Description of the task
The data below needs to be returned exactly, line for line.

Information supplied
════
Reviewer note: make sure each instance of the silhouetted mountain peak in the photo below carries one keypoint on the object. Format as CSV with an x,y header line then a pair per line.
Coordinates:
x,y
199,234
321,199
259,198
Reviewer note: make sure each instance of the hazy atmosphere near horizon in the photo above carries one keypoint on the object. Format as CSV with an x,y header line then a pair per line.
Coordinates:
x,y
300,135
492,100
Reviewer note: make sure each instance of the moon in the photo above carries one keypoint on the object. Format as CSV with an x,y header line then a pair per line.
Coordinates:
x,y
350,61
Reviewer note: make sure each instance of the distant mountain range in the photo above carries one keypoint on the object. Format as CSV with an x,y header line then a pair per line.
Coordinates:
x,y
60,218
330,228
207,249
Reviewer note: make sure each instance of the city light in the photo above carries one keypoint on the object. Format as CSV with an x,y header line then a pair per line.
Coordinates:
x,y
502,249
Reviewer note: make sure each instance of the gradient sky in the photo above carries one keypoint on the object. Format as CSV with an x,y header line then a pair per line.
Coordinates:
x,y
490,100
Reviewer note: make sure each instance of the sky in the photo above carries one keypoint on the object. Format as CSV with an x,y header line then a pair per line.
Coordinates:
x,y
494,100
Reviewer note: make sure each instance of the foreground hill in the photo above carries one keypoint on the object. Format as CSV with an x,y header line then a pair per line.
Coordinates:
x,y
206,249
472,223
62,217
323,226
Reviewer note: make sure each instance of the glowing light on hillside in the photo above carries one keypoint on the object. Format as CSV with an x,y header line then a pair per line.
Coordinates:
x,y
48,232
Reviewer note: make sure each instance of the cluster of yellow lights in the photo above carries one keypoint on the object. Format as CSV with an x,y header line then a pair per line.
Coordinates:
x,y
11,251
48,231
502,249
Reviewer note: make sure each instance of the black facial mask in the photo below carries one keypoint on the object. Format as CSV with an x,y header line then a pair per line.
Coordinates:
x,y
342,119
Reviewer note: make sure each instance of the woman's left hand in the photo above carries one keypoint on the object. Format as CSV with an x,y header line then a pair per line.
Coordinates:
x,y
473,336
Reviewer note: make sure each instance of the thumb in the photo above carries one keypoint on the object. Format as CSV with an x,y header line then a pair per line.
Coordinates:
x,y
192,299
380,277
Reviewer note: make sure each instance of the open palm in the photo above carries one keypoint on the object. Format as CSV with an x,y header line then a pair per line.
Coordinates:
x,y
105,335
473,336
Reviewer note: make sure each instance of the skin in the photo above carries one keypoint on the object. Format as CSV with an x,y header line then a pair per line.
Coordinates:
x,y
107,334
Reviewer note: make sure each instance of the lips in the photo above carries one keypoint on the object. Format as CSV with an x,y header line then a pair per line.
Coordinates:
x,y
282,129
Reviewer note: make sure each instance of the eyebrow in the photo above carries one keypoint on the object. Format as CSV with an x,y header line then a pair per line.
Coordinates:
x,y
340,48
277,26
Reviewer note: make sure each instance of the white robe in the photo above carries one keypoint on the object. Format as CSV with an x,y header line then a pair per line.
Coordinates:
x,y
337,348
════
Final result
Reviewer note: make sure each instance of the silhouetted mountain peak in the photo below carries one keypoint on the object. Format as CSV with an x,y header line then a pair per line.
Coordinates:
x,y
199,234
321,199
259,198
Reviewer note: make sure each instance of the hazy atmosphere near horizon in the photo above carries one keypoint on the object. Format as CSV with an x,y header line then a pair per line.
Coordinates:
x,y
300,135
492,100
Reviewer note: make sure each instance of the moon in the photo above carries one keypoint on the object. Format as CSV with an x,y header line then a pair per line.
Coordinates:
x,y
350,61
Reviewer note: make sure each instance of the distant mountain range in the photo above carries one keypoint on the object. Format as CSV with an x,y header line then a pair per line.
Coordinates:
x,y
60,218
330,228
207,249
Reviewer note: make sure each instance of the city light in the photo above carries one keypoint on the object. Format as CSV with an x,y header line then a pair per line.
Coordinates:
x,y
502,249
Reviewer note: make sure each instance of the gradient sky in the photo above carries one keypoint on the object. Format as CSV with an x,y header line then a pair per line.
Coordinates:
x,y
490,100
Reviewer note: make sure each instance of the sky in the photo above carries one keypoint on the object. Format as CSV with an x,y header line then a pair per line.
Coordinates:
x,y
494,100
Reviewer note: make sure each instance of the foreground hill in the photo above carries one keypoint on the object. Format as CSV with an x,y header line then a pair per line.
Coordinates:
x,y
206,249
472,223
62,217
323,226
Reviewer note: make sure each instance of the glowing light on hillside in the photo above carries one keypoint on the object. Format as CSV with an x,y header line then a pair per line.
Coordinates:
x,y
48,232
Reviewer note: make sure each instance of the cluster of yellow lights in the photo above carries one keypoint on the object. Format as CSV with an x,y header line then a pair per line.
Coordinates:
x,y
11,251
48,231
502,249
Reviewer note: make sure each instance of the black facial mask in the photo below carries one keypoint on the object. Format as CSV with an x,y header line then a pair per line.
Coordinates:
x,y
342,119
Reviewer note: make sure each instance of the woman's left hand in the photo above carries one keypoint on the object. Format as CSV with an x,y header line then a pair per line.
Coordinates:
x,y
473,336
Reviewer note: make sure each instance of the thumb in the photo above carries one keypoint on the object. Format as CSV with an x,y header line then a pair per line.
Coordinates:
x,y
192,299
380,277
Reviewer note: make sure each instance of the open palm in the photo above carries one keypoint on the object. Format as CSV with an x,y header line then a pair per line.
Coordinates:
x,y
105,335
473,336
Reviewer note: make sure each instance of the skin in the photo above carries one keypoint on the object. Format as CSV with an x,y header line then a pair per line.
Coordinates:
x,y
107,334
Reviewer note: make sure each instance of the lips in the photo above carries one keypoint on the object. Format as CSV with an x,y header line then a pair per line.
Coordinates:
x,y
282,129
Reviewer note: make sure each instance of the eyebrow in the photo above carries one keypoint on the object. Format as CSV with an x,y header line then a pair per line.
Coordinates:
x,y
340,48
277,26
Reviewer note: make sure each instance of the white robe in the photo above carries one keypoint on the object. Format as CSV with an x,y header line then a pair per line.
Coordinates:
x,y
337,348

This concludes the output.